▸ **SELECTION**
_ _ _

Catch 22 in Iraq

Friday, November 30th, 2007 by RLR

From Tom Dispatch
By Michael Schwartz

Every week or so, the Department of Defense conducts a video-conference press briefing for reporters in Washington, featuring an on-the-ground officer in Iraq. On November 15th, that briefing was with Col. Jeffrey Bannister, commander of the Second Brigade of the Second Infantry Division. He was chosen because of his unit’s successful application of surge tactics in three mainly Shia districts in eastern Baghdad. He had, among other things, set up several outposts in these districts offering a 24-hour American military presence; he had also made generous use of transportable concrete walls meant to separate and partition neighborhoods, and had established numerous checkpoints to prevent unauthorized entry or exit from these communities.

As Col. Bannister summed up the situation:

“We have been effective, and we’ve seen violence significantly reduced as our Iraqi security forces have taken a larger role in all aspects of operations, and we are starting to see harmony between Sunni and Shi’a alike.”

_ _ _

▸ **INSTRUCTION 1**
Could you reproduce the entries word for word, beginning at the line that contains "Mark each instance of the church bell" and ending with the final line of the entries?
▸ **INSTRUCTION 2**
How would the piece on Col. Bannister's briefing about surge tactics in Baghdad go on after his quoted remark? Write its next part.

_ _ _

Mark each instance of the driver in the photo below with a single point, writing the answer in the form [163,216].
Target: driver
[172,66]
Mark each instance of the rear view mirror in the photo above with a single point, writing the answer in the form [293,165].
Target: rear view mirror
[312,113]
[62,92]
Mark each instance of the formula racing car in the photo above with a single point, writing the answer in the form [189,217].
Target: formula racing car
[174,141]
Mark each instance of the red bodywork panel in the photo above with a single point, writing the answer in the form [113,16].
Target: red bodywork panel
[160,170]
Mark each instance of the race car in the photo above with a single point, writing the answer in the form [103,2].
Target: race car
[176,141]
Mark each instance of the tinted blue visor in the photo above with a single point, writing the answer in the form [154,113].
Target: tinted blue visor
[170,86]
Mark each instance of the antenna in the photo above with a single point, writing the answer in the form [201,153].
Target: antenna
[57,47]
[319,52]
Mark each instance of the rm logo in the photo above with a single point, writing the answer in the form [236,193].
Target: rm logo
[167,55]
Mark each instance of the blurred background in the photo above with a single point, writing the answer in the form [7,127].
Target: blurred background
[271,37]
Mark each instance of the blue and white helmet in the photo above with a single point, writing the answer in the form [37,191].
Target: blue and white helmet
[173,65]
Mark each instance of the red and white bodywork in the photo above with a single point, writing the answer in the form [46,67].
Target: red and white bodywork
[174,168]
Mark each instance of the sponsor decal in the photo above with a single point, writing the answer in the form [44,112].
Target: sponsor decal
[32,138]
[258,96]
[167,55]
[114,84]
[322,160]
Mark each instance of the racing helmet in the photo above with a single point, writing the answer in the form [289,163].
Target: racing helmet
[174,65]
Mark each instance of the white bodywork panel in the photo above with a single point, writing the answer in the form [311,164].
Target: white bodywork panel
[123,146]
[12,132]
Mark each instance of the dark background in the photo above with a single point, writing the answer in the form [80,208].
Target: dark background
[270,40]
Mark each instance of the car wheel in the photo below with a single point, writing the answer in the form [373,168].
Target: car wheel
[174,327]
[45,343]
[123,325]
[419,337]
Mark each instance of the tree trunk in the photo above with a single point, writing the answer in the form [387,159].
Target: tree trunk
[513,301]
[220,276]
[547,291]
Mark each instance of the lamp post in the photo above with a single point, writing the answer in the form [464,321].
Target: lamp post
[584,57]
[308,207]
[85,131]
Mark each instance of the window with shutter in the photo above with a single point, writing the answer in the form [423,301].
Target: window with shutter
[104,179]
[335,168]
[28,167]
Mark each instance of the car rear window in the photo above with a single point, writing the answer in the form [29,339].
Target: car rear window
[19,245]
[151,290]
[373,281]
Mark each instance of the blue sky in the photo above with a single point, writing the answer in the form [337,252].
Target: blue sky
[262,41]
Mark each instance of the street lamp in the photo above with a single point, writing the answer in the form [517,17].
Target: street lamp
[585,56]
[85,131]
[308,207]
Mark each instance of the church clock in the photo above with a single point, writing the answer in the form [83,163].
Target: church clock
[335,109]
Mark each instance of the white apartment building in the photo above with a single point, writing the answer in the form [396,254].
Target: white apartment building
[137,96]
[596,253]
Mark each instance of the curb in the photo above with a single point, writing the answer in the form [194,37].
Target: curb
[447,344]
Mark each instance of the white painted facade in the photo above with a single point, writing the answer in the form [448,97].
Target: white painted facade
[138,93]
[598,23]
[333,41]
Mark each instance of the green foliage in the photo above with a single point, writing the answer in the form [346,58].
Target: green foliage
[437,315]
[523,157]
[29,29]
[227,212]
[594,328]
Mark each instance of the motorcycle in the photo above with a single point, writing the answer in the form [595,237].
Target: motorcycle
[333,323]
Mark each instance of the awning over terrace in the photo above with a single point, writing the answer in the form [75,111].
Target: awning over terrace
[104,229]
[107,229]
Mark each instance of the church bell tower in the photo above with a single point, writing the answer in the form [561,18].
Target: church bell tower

_ _ _

▸ **REPLY 1**
Mark each instance of the church bell tower in the photo above with a single point, writing the answer in the form [561,18].
Target: church bell tower

▸ **REPLY 2**
The briefing seemed uneventful — very much a reflection of the ongoing mood of the moment among American commanders in Iraq — and received no significant media coverage. However, there was news lurking in an answer Col. Bannister gave to a question from AP reporter Pauline Jelinek (about arming volunteer local citizens to patrol their neighborhoods), even if it passed unnoticed. The colonel made a remarkable reference to an unexplained “five-year plan” that, he indicated, was guiding his actions. Here was his answer in full:

“I mean, right now we’re focused just on security augmentation [by the volunteers] and growing them to be Iraqi police because that is where the gap is that we’re trying to help fill capacity for in the Iraqi security forces. The army and the national police, I mean, they’re fine. The Iraqi police is — you know, the five-year plan has — you know, it’s doubling in size. … [We expect to have] 4,000 Iraqi police on our side over the five-year plan.

“So that’s kind of what we’re doing. We’re helping on security now, growing them into IP [Iraqi police]…. They’ll have 650 slots that I fill in March, and over the five-year period we’ll grow up to another 2,500 or 3,500.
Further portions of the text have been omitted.